Passage provided start

# Part 1 - Extracting and Saving Data from Yelp API

## Obective

- For this CodeAlong, we will be working with the Yelp API. 
- You will use the the Yelp API to search your home town for a cuisine type of your choice.
- Next class, we will then use Plotly Express to create a map with the Mapbox API to visualize the results.
    
    

## Tools You Will Use
- Part 1:
    - Yelp API:
        - Getting Started: 
            - https://www.yelp.com/developers/documentation/v3/get_started

    - `YelpAPI` python package
        -  "YelpAPI": https://github.com/gfairchild/yelpapi
- Part 2:

    - Plotly Express: https://plotly.com/python/getting-started/
        - With Mapbox API: https://www.mapbox.com/
        - `px.scatter_mapbox` [Documentation](https://plotly.com/python/scattermapbox/): 




### Applying Code From
- Efficient API Calls Lesson Link: https://login.codingdojo.com/m/376/12529/88078

In [1]:
# Standard Imports
import numpy as np
import pandas as pd
import matplotlib.pyplot as plt
import seaborn as sns

# Additional Imports
# os - for saving and loading files
# json - to work with json files
# math - to round up results
# time - to add a short pause to not overwhelm the server
import os, json, math, time

# to make yelpapi calls
from yelpapi import YelpAPI

# progress bar from tqdm_notebook
from tqdm.notebook import tqdm_notebook

In [2]:
!pip install yelpapi
!pip install tqdm



## 1. Registering for Required APIs


- Yelp: https://www.yelp.com/developers/documentation/v3/get_started


> Check the official API documentation to know what arguments we can search for: https://www.yelp.com/developers/documentation/v3/business_search

### Load Credentials and Create Yelp API Object

In [3]:
# Load API Credentials
with open('/Users/sherlin01/.secret/yelp_api.json', 'r') as f:
    login = json.load(f)

In [4]:
login.keys()

dict_keys(['Client-ID', 'API Key'])

In [5]:
#login.items()
#login['API Key']

In [6]:
# Instantiate YelpAPI Variable
yelp = YelpAPI(login['API Key'], timeout_s = 5.0)

### Define Search Terms and File Paths

In [7]:
# set our API call parameters and filename before the first call
location = 'Fresno, TX 77545'
term = 'barbecue'

In [8]:
location.split(',')[0]

'Fresno'

In [9]:
## Specify folder for saving data
FOLDER = 'Data/'

os.makedirs(FOLDER, exist_ok = True)
# Specifying JSON_FILE filename (can include a folder)
JSON_FILE = FOLDER+f"{location.split(',')[0]}-{term}.json"

In [10]:
JSON_FILE

'Data/Fresno-barbecue.json'

### Check if Json File exists and Create it if it doesn't

In [11]:
## Check if JSON_FILE exists
file_exists = os.path.isfile(JSON_FILE)

## If it does not exist: 
if file_exists == False:    
    ## CREATE ANY NEEDED FOLDERS
    # Get the Folder Name only
    folder = os.path.dirname(JSON_FILE)

Passage provided end

• **What you have to do**
Answer these questions from the Yelp API notebook above.
1. What search term is assigned to `term`?
2. What value is given for `timeout_s` when the YelpAPI object is created?
3. Which tool will be used next class to create the map?

Items start

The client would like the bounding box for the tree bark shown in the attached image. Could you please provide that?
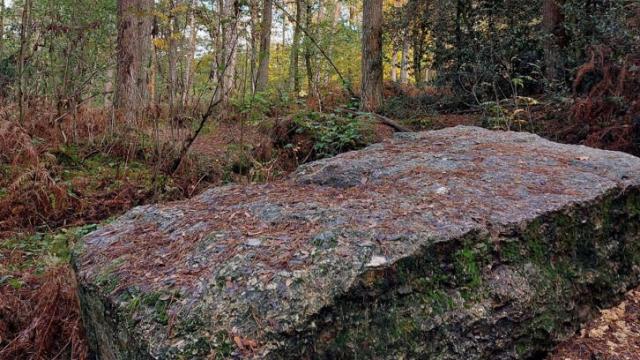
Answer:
[0,0,5,56]
[250,0,260,94]
[114,0,153,126]
[304,0,317,97]
[400,31,409,85]
[216,0,240,106]
[256,0,273,91]
[18,0,32,124]
[167,1,178,121]
[360,0,382,112]
[289,0,302,94]
[542,0,565,83]
[182,0,198,107]
[391,47,398,82]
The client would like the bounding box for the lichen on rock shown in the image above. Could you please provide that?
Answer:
[74,127,640,359]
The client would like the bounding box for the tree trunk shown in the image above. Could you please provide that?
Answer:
[289,0,302,94]
[391,47,398,82]
[542,0,565,82]
[250,0,260,94]
[0,0,5,56]
[182,0,198,107]
[217,0,240,106]
[400,31,409,85]
[360,0,382,112]
[167,1,178,121]
[18,0,32,124]
[304,0,316,97]
[114,0,153,126]
[256,0,273,91]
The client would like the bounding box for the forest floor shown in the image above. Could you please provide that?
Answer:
[0,90,640,360]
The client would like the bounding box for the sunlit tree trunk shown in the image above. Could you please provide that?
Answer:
[182,0,198,107]
[167,1,178,120]
[250,0,260,93]
[217,0,240,106]
[304,0,317,97]
[400,31,409,85]
[114,0,153,126]
[256,0,273,91]
[542,0,565,82]
[289,0,302,94]
[0,0,5,55]
[18,0,32,123]
[391,47,398,82]
[360,0,382,111]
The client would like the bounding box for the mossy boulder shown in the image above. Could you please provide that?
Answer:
[73,127,640,359]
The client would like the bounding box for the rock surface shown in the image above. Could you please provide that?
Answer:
[74,127,640,359]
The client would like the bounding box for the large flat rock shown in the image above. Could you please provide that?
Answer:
[74,127,640,359]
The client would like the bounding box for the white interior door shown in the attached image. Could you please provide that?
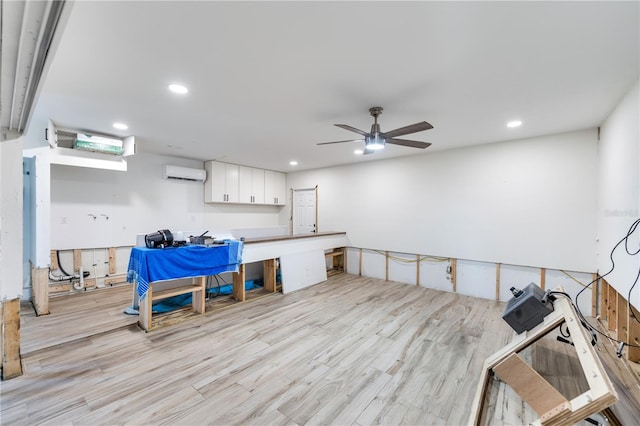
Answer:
[293,189,317,235]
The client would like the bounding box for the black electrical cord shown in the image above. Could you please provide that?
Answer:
[549,290,640,351]
[551,219,640,356]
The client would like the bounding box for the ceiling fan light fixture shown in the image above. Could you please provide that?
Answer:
[169,83,189,95]
[364,135,385,151]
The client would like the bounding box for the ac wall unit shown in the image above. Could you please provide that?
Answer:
[162,164,207,182]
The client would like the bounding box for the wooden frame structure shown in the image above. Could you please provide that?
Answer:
[468,289,618,425]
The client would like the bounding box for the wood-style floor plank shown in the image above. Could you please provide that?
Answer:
[0,274,513,425]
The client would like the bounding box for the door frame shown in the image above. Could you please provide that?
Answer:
[289,185,320,235]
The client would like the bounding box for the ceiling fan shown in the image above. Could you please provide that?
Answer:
[317,107,433,154]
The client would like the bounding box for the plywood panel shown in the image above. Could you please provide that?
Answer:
[280,250,327,294]
[452,259,496,299]
[493,353,568,416]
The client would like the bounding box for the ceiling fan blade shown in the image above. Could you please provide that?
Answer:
[334,124,369,137]
[316,139,364,145]
[386,139,431,149]
[383,121,433,139]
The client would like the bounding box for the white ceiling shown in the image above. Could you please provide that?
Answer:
[30,1,640,171]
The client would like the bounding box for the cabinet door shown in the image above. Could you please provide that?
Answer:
[239,166,264,204]
[274,172,287,206]
[225,164,240,203]
[251,169,264,204]
[204,161,238,203]
[204,161,227,203]
[238,166,253,203]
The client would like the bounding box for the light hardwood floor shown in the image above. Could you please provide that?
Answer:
[0,274,524,425]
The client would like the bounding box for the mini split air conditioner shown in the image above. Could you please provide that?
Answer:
[162,164,207,182]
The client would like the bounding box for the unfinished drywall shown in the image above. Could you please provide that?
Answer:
[287,129,597,275]
[51,154,279,249]
[598,82,640,307]
[0,138,23,300]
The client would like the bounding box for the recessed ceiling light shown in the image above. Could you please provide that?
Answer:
[169,84,189,95]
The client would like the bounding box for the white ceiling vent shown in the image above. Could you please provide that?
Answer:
[162,164,207,182]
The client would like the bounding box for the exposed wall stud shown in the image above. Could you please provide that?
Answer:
[496,263,500,300]
[451,259,458,293]
[109,247,116,275]
[0,299,22,380]
[384,251,389,281]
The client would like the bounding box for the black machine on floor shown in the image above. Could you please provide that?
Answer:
[502,283,553,334]
[144,229,173,248]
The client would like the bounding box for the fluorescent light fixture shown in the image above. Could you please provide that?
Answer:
[364,135,384,151]
[169,84,189,95]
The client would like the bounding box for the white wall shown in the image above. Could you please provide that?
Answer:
[598,77,640,307]
[0,138,22,300]
[287,129,597,272]
[51,154,286,249]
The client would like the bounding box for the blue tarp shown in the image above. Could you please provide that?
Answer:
[127,240,243,299]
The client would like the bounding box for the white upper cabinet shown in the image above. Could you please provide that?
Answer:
[264,170,287,206]
[238,166,264,204]
[204,161,287,206]
[204,161,240,203]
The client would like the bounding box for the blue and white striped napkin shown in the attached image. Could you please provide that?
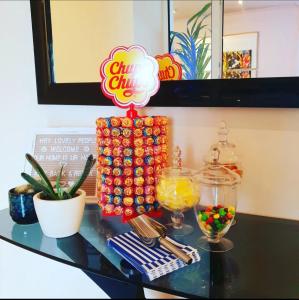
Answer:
[107,231,200,280]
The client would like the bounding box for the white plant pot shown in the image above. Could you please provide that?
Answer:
[33,189,86,238]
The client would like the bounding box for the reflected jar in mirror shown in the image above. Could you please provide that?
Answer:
[194,156,240,252]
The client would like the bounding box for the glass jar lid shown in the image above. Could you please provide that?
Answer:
[198,148,241,185]
[204,121,239,165]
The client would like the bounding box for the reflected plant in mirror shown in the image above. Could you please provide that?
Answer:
[170,2,211,80]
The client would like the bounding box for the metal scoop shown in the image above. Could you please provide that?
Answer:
[128,215,192,265]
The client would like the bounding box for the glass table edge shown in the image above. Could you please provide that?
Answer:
[0,225,204,299]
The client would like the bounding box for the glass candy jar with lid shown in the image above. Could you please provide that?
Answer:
[204,121,243,177]
[194,147,241,252]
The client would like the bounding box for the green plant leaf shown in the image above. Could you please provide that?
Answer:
[21,173,58,200]
[68,154,96,197]
[187,2,212,26]
[26,153,55,194]
[55,166,64,200]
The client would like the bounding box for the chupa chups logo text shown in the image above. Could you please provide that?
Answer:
[100,45,160,108]
[155,53,182,81]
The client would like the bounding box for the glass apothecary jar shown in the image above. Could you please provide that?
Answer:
[204,121,243,177]
[194,147,241,252]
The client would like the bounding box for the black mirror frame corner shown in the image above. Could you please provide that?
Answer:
[30,0,299,108]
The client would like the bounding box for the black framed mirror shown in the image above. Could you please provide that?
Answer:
[30,0,299,107]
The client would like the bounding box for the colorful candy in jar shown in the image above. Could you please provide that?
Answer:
[197,205,236,238]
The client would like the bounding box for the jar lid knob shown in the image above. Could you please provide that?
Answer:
[218,121,229,142]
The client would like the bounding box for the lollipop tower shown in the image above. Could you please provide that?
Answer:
[96,46,168,220]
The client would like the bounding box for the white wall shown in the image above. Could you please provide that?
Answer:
[0,1,299,297]
[51,0,168,82]
[223,4,299,77]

Items end

• **Complete output**
1. barbecue
2. 5.0
3. Plotly Express, with the Mapbox API